::: STORED DATA :::

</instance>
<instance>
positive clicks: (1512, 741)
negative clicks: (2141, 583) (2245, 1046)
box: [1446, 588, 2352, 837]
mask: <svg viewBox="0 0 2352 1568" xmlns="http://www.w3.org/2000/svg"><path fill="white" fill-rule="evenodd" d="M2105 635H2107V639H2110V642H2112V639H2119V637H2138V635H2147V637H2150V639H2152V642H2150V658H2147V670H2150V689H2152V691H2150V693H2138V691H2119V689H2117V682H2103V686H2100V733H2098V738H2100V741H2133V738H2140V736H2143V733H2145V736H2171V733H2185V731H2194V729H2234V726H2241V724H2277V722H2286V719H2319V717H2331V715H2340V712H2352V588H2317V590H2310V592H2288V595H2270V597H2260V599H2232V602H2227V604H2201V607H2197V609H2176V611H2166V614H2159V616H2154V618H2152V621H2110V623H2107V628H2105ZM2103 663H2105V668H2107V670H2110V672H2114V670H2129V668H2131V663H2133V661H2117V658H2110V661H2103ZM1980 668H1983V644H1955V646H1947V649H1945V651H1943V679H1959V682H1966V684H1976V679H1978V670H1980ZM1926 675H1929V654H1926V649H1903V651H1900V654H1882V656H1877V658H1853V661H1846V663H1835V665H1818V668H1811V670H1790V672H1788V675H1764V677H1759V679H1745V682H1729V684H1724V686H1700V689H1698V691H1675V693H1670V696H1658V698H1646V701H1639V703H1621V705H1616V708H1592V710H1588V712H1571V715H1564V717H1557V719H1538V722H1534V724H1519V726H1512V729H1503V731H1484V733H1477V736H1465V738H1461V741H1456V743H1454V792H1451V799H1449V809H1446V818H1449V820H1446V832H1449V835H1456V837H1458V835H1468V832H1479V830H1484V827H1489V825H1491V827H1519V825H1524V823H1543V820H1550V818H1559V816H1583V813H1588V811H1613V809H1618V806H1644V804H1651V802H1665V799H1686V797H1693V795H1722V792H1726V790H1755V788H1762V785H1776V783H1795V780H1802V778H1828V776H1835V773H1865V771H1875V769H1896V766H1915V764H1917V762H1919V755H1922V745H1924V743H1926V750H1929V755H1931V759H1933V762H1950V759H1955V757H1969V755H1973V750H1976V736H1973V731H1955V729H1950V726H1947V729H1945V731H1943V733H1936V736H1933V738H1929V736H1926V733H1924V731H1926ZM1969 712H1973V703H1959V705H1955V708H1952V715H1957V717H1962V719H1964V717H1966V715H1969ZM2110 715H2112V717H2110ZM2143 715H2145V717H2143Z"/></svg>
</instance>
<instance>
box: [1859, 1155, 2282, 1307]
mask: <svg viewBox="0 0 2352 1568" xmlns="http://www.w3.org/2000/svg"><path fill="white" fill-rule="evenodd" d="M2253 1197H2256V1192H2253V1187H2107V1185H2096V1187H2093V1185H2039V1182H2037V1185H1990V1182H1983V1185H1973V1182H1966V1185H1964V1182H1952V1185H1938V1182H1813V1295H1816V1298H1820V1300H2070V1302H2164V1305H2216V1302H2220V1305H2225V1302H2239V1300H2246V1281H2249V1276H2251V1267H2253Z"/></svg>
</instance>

:::

TASK PROMPT :: Copy out the rows word for word, beginning with the first line and stopping after the line that contains "box: [1446, 588, 2352, 837]".

SOLUTION TO THE EXERCISE ::
</instance>
<instance>
positive clicks: (1512, 741)
negative clicks: (2141, 583) (2245, 1046)
box: [1446, 588, 2352, 837]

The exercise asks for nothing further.